Only recently have I started to think a great deal about the history of cancer or the oncologists and patients that have come before me. I developed a fascination with these topics while watching the PBS miniseries Cancer: The Emperor of All Maladies. This three part series skillfully explores the medical and scientific aspects of cancer; even more impressive is the wonderful job that the producers have done of delving into its history and politics.
The creators of the groundbreaking television documentary based their project on a strong work of non-fiction by renowned oncologist and award winning journalist Siddhartha Mukherjee. Both the PBS documentary and Mukherjee’s Pulitzer Prize winning volume have one overriding theme. They bring to light that our current generation’s experience with cancer represents only a momentary chapter in an epic battle spanning thousands of years.

(Items from a dataset)

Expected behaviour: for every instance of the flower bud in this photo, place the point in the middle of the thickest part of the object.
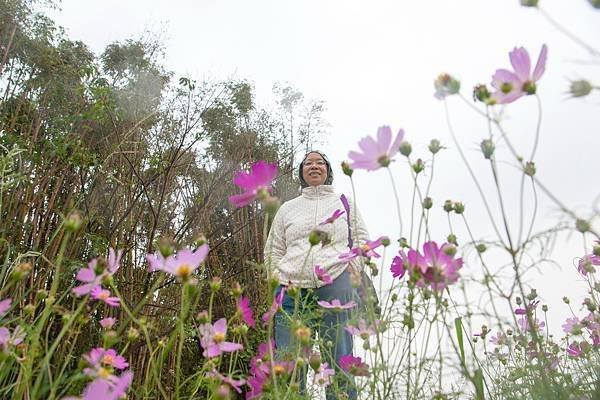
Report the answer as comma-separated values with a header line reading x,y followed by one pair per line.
x,y
448,206
481,93
315,361
346,168
450,250
73,221
418,166
166,246
580,88
202,317
487,148
529,3
200,240
459,207
434,146
582,225
445,85
529,169
236,290
215,283
405,148
427,203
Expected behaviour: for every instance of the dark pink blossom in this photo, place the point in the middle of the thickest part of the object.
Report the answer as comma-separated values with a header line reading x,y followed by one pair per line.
x,y
5,306
104,295
354,365
336,304
434,268
511,85
212,339
376,153
322,275
256,183
243,306
182,264
336,214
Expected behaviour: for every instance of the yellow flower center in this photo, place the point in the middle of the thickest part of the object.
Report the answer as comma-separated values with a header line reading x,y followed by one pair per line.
x,y
219,337
103,373
184,270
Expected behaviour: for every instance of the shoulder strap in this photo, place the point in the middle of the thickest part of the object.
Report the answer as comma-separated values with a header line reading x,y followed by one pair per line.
x,y
346,205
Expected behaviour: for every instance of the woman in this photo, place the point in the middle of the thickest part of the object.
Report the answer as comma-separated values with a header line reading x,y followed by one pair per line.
x,y
289,252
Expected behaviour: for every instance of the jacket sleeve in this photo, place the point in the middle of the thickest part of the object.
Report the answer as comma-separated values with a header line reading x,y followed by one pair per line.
x,y
360,234
275,246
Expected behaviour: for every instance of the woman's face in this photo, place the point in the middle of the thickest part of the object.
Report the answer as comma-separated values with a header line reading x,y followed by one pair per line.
x,y
314,169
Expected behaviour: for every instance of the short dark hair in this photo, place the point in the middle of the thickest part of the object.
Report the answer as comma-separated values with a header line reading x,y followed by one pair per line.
x,y
328,180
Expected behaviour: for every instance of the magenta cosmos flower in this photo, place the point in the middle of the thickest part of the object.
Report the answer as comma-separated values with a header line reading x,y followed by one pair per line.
x,y
212,339
434,268
5,306
322,275
91,277
376,153
354,365
182,264
256,183
243,306
104,295
336,304
511,85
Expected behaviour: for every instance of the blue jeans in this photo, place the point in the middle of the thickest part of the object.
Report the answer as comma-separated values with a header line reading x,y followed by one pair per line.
x,y
330,327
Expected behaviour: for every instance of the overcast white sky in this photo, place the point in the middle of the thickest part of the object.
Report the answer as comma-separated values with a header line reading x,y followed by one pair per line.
x,y
373,63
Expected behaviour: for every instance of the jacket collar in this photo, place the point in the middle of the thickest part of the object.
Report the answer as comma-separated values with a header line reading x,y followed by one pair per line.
x,y
313,192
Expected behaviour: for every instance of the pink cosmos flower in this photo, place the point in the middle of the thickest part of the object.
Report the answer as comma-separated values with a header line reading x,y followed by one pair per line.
x,y
182,264
10,340
366,250
104,295
92,278
336,304
336,214
101,389
586,264
245,311
574,350
267,316
354,365
376,153
5,306
363,329
255,184
322,275
108,323
235,384
399,265
323,377
212,339
434,268
100,357
572,325
512,85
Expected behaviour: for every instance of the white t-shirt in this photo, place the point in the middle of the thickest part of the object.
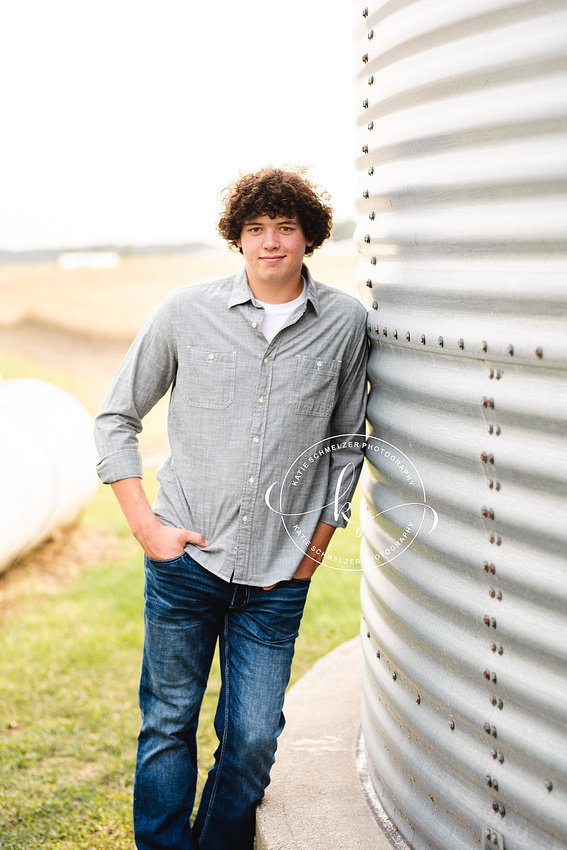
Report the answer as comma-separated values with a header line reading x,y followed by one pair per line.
x,y
276,315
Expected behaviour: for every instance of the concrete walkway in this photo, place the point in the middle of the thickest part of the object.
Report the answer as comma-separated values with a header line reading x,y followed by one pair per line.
x,y
315,800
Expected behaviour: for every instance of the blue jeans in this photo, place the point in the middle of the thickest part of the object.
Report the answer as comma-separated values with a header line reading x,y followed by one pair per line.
x,y
187,609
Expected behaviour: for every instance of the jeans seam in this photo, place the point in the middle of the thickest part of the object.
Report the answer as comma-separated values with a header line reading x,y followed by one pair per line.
x,y
224,732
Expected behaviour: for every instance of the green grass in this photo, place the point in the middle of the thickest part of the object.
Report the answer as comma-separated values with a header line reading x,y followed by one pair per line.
x,y
69,667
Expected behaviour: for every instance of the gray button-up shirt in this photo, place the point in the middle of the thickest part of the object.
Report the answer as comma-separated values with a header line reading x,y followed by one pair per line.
x,y
245,414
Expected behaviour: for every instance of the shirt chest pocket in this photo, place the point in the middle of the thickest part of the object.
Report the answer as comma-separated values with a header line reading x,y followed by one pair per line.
x,y
314,386
209,378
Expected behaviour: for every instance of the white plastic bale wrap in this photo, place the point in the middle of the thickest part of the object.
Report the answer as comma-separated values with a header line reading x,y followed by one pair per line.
x,y
462,234
47,463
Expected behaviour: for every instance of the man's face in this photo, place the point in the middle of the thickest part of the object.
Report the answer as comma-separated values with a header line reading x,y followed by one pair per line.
x,y
273,249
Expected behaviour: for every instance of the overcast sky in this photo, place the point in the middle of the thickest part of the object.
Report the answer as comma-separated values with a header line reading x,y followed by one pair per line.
x,y
123,119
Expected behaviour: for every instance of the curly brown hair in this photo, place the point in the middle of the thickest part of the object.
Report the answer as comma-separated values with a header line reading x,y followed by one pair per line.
x,y
276,192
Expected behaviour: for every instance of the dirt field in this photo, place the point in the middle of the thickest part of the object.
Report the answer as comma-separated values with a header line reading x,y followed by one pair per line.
x,y
83,320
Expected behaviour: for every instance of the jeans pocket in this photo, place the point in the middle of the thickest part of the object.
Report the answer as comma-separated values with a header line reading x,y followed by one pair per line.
x,y
165,562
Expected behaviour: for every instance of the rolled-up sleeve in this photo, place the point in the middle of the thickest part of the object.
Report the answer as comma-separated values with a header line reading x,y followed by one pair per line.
x,y
348,430
147,372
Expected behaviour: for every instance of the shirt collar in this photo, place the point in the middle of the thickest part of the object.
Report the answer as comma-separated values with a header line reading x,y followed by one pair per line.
x,y
241,292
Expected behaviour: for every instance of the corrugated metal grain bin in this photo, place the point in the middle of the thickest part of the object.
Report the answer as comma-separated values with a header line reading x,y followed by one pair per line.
x,y
462,235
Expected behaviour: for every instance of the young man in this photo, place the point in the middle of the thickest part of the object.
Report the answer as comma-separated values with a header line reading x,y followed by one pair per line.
x,y
264,367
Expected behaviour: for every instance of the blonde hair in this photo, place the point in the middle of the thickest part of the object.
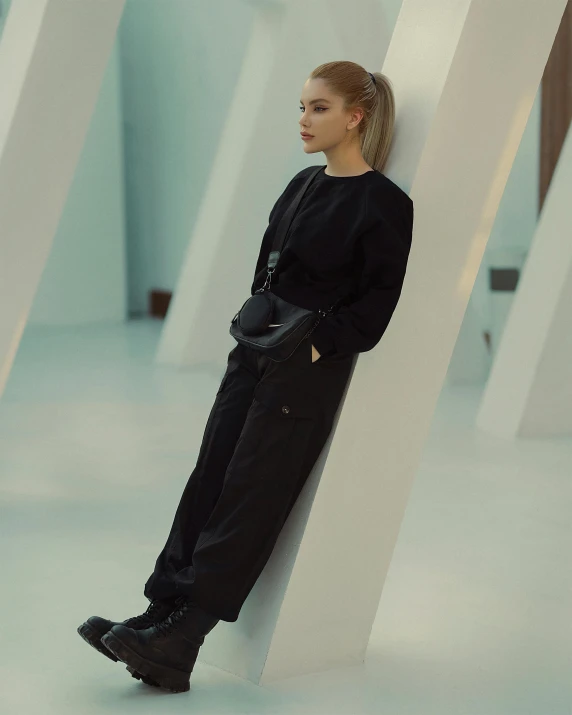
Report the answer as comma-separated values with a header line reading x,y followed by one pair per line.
x,y
354,84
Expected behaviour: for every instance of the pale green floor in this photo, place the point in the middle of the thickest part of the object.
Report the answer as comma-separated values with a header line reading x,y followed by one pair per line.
x,y
96,444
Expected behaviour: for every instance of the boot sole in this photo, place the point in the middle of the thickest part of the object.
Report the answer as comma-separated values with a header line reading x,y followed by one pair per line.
x,y
91,636
177,681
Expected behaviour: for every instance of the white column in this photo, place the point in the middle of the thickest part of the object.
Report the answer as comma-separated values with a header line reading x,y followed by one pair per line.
x,y
465,75
53,56
529,390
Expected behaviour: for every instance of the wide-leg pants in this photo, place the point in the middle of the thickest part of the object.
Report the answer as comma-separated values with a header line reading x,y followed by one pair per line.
x,y
266,429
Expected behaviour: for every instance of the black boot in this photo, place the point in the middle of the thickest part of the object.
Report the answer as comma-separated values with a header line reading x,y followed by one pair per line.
x,y
95,627
165,652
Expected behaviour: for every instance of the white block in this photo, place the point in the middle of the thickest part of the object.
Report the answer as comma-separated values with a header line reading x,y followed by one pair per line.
x,y
53,56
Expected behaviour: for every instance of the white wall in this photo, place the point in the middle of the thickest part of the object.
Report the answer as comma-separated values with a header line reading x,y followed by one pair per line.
x,y
515,222
85,276
180,62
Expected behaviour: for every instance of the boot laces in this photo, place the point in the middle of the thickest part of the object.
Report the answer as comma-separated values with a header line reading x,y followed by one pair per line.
x,y
165,626
148,616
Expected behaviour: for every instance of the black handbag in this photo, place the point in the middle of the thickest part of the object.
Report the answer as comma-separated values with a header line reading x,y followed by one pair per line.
x,y
268,323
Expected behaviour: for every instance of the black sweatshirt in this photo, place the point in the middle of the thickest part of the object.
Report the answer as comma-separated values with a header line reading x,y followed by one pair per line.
x,y
350,239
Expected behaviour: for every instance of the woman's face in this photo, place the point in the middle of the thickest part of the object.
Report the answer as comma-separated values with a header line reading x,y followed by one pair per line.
x,y
323,117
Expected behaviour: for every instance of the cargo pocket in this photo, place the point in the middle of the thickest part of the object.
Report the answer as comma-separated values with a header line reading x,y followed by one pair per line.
x,y
290,426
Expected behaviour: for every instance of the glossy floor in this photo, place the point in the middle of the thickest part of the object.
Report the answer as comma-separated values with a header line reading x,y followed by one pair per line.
x,y
96,443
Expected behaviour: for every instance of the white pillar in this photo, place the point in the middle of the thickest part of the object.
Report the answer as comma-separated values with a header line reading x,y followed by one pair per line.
x,y
248,170
529,390
465,75
53,56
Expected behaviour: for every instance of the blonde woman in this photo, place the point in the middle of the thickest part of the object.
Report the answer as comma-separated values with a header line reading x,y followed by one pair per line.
x,y
349,242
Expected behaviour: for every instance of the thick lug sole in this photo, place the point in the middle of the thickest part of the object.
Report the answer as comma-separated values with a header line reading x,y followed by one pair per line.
x,y
172,679
93,637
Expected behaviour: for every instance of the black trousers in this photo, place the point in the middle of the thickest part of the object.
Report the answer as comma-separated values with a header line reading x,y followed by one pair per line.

▶ _Task set_
1. Answer these from the passage about the cancer documentary:
(a) While watching what did the writer develop a fascination with the history of cancer?
(b) How many parts does that series have?
(c) What prize did Mukherjee's volume win?
2. Carry on the passage about the cancer documentary, picking up right after its final sentence.

▶ _Task-by-task answers_
1.
(a) The PBS miniseries Cancer: The Emperor of All Maladies
(b) Three
(c) The Pulitzer Prize

2.
The Emergence of Modern Cancer Surgery
When I was diagnosed with fairly advanced cancer in my uterus and right ovary, the first, and most essential, part of my medical treatment involved surgery. I literally owe my life to the skill of my pelvic cancer surgeons and to the sophisticated surgical techniques available in the 21st century. Ovarian cancer is still the most serious of all women’s cancers, and the survival rates can be quite grim—the positive news is that the outlook has improved in recent decades, largely due to better surgical procedures.
For centuries surgery to remove cancerous tumours wasn’t a viable option, as the medical technology wasn’t yet available. In extremely rare cases a physician would attempt to cut out a cancerous growth. However, the circumstances would have been barbaric by today’s standards. There was no method to properly anesthetize patients and they were frequently operated on while conscious, in addition there was no use of modern antiseptics to keep the surgical wounds from becoming infected.
The late 19th century witnessed the origins of present-day cancer surgery. Anesthetics such as either were discovered and this made lengthier, more complex operations possible. Procedures such as the radical mastectomy for breast cancer were successfully devised and implemented during this era. As a matter of fact, the medical community firmly believed that it was possible to cure cancer through surgery alone. The nature of how cancer spreads to distant sites in the body wasn’t yet well understood. Most experts mistakenly believed that its recurrence months or years after surgery was strictly due to not taking out enough tissue, reappearance of the disease was caused by the growth of fragments of the principle tumour that were left behind.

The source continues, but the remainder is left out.